Update the items below by replacing "single dot" with "small cross" and leaving everything else unchanged.

(Point-based annotation data)
________________________________________

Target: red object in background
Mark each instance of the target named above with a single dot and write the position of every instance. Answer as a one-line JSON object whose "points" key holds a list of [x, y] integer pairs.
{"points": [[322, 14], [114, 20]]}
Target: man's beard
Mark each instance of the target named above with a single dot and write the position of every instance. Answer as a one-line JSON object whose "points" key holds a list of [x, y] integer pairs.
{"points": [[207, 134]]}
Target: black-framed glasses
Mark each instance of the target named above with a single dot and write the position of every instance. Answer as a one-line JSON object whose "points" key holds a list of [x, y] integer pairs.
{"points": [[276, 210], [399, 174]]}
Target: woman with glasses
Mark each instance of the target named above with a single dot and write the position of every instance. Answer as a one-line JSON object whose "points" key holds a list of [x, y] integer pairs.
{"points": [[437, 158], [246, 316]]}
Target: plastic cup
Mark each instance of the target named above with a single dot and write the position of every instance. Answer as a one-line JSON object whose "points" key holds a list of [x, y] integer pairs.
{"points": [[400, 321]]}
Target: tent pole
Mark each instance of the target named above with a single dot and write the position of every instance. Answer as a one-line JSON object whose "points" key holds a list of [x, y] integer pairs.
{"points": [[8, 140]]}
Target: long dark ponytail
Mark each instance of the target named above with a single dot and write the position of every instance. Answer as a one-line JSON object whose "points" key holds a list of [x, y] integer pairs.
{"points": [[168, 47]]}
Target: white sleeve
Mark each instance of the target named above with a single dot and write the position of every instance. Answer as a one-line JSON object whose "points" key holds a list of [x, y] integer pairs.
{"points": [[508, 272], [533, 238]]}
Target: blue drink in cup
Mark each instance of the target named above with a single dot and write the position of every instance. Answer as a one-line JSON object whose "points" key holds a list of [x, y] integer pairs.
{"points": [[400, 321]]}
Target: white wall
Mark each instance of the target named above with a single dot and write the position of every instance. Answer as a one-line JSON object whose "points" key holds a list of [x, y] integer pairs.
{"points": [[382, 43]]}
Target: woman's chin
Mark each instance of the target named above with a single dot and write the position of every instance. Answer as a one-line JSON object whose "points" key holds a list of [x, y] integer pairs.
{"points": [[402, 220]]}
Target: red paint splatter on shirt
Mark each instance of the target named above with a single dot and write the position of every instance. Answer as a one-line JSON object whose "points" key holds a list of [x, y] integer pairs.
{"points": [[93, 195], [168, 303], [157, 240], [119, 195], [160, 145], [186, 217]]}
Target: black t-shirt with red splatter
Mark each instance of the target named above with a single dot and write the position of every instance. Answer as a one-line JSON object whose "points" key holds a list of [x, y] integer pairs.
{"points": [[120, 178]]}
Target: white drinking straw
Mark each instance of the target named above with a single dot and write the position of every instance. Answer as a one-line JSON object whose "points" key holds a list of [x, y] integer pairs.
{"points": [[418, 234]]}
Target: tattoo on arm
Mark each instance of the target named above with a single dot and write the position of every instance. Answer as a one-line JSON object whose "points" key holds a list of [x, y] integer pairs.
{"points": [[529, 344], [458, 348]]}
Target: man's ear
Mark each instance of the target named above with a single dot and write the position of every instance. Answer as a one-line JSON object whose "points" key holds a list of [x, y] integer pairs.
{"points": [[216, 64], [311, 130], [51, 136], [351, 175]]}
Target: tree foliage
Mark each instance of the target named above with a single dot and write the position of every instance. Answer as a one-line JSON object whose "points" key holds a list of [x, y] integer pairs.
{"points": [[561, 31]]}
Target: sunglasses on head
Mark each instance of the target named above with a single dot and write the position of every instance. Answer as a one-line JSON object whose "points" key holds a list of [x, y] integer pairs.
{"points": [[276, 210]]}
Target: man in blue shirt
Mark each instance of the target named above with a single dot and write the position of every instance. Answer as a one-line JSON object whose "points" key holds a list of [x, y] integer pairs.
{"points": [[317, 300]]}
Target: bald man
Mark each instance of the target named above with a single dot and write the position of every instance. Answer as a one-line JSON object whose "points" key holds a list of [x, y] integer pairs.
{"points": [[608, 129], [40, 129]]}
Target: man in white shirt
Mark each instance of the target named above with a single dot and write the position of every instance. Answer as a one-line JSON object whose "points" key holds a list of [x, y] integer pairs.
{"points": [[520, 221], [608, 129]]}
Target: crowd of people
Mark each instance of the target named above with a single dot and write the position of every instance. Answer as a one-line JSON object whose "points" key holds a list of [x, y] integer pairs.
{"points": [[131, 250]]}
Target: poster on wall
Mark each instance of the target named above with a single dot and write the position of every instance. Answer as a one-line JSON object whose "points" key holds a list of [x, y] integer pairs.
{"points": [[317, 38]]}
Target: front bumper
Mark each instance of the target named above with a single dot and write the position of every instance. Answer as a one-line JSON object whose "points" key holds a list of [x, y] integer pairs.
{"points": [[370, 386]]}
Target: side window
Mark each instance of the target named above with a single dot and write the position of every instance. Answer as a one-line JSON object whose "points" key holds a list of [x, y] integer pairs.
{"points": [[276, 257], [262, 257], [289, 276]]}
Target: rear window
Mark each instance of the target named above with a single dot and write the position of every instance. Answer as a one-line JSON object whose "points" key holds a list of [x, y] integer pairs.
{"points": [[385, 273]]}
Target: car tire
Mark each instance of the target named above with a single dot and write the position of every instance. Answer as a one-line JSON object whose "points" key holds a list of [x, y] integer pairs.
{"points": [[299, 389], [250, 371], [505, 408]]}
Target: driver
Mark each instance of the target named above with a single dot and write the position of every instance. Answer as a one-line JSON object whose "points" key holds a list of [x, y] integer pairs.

________________________________________

* Finished task:
Target: red object in background
Mark each instance of the target named above with a small cross and write the position of every instance. Answer as a one-line JSON object whose "points" key holds a list of [x, y] integer pairs.
{"points": [[322, 14], [114, 20]]}
Target: man's beard
Mark each instance of the target named above with a small cross and write the position of every instance. Answer as a one-line JSON object whose "points" key holds a list of [x, y] integer pairs.
{"points": [[207, 134]]}
Target: black-framed glasses
Mark each instance of the target named above with a small cross and write the position of every instance. Answer as a one-line JSON object whose "points" key holds a list of [x, y] integer pairs.
{"points": [[276, 210], [399, 174]]}
Target: woman with glasses
Mark each instance of the target named above with a small cross and write the position of every instance. Answer as a one-line JSON object whose "points" key holds a list of [x, y] integer pairs.
{"points": [[437, 158], [246, 316]]}
Target: plastic cup
Mark each instance of the target named above with a small cross and write the position of every instance. Answer as a one-line JSON object whose "points" key holds a list of [x, y] integer pairs.
{"points": [[400, 321]]}
Target: tent pole
Mark each instance of the target named above with a small cross and write the position of every instance. Answer as a one-line JSON object whose "points" key holds a list of [x, y] integer pairs.
{"points": [[8, 140]]}
Target: long dark ponytail
Mark each instance of the target named above with a small cross and write the position of every instance. Answer as a one-line JSON object whose "points" key holds a list of [x, y] integer pairs.
{"points": [[168, 47]]}
Target: white sleeve
Mark each instance of the target named above with a small cross and write the position of every instance. Answer as a one-line JSON object whose "points" key holds a list of [x, y] integer pairs.
{"points": [[508, 272], [533, 238]]}
Target: blue drink in cup
Mark each instance of the target named above with a small cross and write the position of every instance. Answer as a one-line JSON object whose "points" key holds a list of [x, y] integer pairs.
{"points": [[400, 321]]}
Target: white wall
Mark each instance of the target named above with a small cross and write the position of every instance. Answer as a one-line JSON object whose "points" key holds a list of [x, y] integer pairs.
{"points": [[382, 43]]}
Target: woman's chin
Mark each instance of the target named above with a small cross and write the position of every instance. Answer as a one-line JSON object whose "points" key holds a list of [x, y] integer pairs.
{"points": [[402, 220]]}
Target: red paint splatter on shirt
Mark each instance of the target named above with a small cross and write the position of every instance. Answer as a one-line JSON object whose "points" key holds a list of [x, y] integer pairs.
{"points": [[93, 195], [168, 303], [157, 240], [119, 195], [160, 145], [186, 217]]}
Target: black t-shirt with red splatter
Mark each instance of the target named above with a small cross and write the position of every instance. Answer as a one-line JSON object whose "points" key holds a list of [x, y] integer pairs.
{"points": [[120, 178]]}
Target: white drinking straw
Mark each instance of the target named above with a small cross and write the position of every instance. Answer as a one-line JSON object whose "points" key holds a list of [x, y] integer pairs.
{"points": [[418, 234]]}
Target: tattoo on arm
Mark each instance of the target named above with a small cross and write the position of every instance. Answer as a one-line JSON object whose "points" key holds a list of [x, y] integer pairs.
{"points": [[529, 344], [458, 348]]}
Target: man's ear
Mark each instance of the target named above with a small cross and write the position of every instance. Answer as a one-line JSON object whose "points" key holds a list of [x, y] integer pairs.
{"points": [[216, 64], [311, 130], [51, 136], [351, 175]]}
Target: tree foliage
Mark each instance of the target named above with a small cross and write the position of every instance. Answer as a one-line JSON object whose "points" key holds a list of [x, y] integer pairs.
{"points": [[561, 31]]}
Target: sunglasses on head
Mark each instance of the target named above with a small cross and write the position of every instance. Answer as a one-line JSON object whose "points" key holds a list of [x, y] integer pairs.
{"points": [[276, 210]]}
Target: man in blue shirt
Mark each instance of the target named above with a small cross and write the position of every instance. Answer as a one-line JSON object whose "points" key holds a list of [x, y] integer pairs.
{"points": [[317, 300]]}
Target: bald man
Mark each instance of the target named above with a small cross and write the position of every instance. Answer as a one-line JSON object whose "points" key holds a list of [x, y] integer pairs.
{"points": [[608, 129], [40, 129]]}
Target: man in white shirt
Mark each instance of the target named above with a small cross and write the position of every instance. Answer as a one-line JSON object whose "points" key holds a list of [x, y] integer pairs.
{"points": [[520, 221], [608, 129]]}
Target: crowd of people
Mark each instance of the target named above with a small cross and write the position of every instance. Answer as a one-line JSON object whose "points" key holds a list of [x, y] integer pairs.
{"points": [[131, 250]]}
Target: poster on wall
Mark each instance of the target named above with a small cross and write the position of every instance. Answer as a one-line JSON object whose "points" key holds a list of [x, y] integer pairs.
{"points": [[317, 38]]}
Target: front bumper
Mark each instance of the target named above with a small cross and write the position of every instance. Answer as a one-line JSON object whose "points" key holds a list of [x, y] integer pairs.
{"points": [[370, 386]]}
Target: side window
Mark each instance of the target named above with a small cross and write the position of every instance. Answer as a one-line JSON object whose "points" key holds a list of [x, y] integer pairs.
{"points": [[276, 257], [262, 257], [289, 276]]}
Target: rear window
Mark each instance of the target named above with a small cross and write the position of every instance. Answer as a one-line JSON object whose "points" key holds a list of [x, y] integer pairs.
{"points": [[385, 273]]}
Target: car tire
Mark each instance of the target named above with a small cross and write the position of every instance. Answer as a one-line JSON object whose "points" key holds a list of [x, y] integer pairs.
{"points": [[299, 389], [250, 371], [505, 408]]}
Target: driver
Mark each instance of the target named above with a small cross and write the position of every instance. Answer as a one-line JSON object whose "points" key holds a list of [x, y] integer pairs.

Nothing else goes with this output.